- _Data for this task_
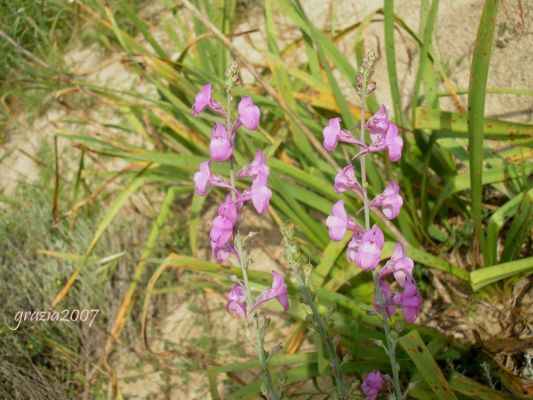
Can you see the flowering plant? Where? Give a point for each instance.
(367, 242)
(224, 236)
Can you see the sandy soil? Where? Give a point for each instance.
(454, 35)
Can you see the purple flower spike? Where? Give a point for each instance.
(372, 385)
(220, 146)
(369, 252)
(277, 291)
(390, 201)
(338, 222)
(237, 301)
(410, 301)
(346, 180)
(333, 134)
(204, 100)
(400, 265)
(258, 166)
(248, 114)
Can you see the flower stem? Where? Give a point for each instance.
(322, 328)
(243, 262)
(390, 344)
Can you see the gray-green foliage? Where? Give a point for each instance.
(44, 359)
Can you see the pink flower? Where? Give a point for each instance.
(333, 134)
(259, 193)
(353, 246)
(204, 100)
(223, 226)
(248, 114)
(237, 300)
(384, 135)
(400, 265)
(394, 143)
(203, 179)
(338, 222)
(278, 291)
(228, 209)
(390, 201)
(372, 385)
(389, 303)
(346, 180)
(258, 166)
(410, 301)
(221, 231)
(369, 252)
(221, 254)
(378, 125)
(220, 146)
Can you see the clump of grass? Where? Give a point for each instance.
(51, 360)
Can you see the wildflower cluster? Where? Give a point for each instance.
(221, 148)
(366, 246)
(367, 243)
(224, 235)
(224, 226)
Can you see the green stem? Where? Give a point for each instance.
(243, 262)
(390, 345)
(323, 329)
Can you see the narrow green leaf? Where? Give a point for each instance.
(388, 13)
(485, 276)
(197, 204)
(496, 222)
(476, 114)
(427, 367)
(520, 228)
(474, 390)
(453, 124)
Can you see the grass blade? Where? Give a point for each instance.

* * *

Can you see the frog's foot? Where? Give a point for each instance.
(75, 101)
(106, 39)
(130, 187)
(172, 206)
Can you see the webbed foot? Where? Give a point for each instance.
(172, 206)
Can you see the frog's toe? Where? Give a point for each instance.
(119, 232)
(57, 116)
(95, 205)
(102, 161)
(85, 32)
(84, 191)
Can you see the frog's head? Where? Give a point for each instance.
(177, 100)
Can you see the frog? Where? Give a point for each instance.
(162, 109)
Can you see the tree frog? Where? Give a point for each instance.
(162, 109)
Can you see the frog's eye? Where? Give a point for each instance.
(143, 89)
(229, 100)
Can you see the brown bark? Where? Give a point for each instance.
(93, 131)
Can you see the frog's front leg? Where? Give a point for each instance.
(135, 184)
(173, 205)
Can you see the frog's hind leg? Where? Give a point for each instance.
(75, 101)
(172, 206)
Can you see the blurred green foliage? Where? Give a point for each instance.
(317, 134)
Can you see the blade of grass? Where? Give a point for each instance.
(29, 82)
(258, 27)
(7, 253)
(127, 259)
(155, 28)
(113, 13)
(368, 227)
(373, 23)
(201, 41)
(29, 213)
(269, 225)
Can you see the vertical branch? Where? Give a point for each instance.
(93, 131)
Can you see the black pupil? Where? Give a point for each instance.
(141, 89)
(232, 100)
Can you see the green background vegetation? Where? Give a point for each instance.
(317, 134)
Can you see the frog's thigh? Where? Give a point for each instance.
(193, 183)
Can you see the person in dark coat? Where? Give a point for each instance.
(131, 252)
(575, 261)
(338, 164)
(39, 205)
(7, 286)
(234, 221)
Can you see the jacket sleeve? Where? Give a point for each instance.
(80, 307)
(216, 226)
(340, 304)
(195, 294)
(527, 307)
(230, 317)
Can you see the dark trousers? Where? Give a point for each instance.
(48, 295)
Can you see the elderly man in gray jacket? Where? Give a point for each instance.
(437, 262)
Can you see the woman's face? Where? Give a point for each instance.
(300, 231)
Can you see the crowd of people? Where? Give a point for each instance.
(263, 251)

- _Prompt_
Reproduce exactly, and with no other material, the lines between those holding "Can you see the narrow" and "Can you see the grass", inclusive.

- _Your response_
Can you see the narrow green leaf? Where? Give a point for each instance.
(388, 13)
(485, 276)
(197, 204)
(496, 222)
(476, 114)
(427, 367)
(520, 228)
(474, 390)
(453, 124)
Can you see the grass blade? Where? Give a point for each instance.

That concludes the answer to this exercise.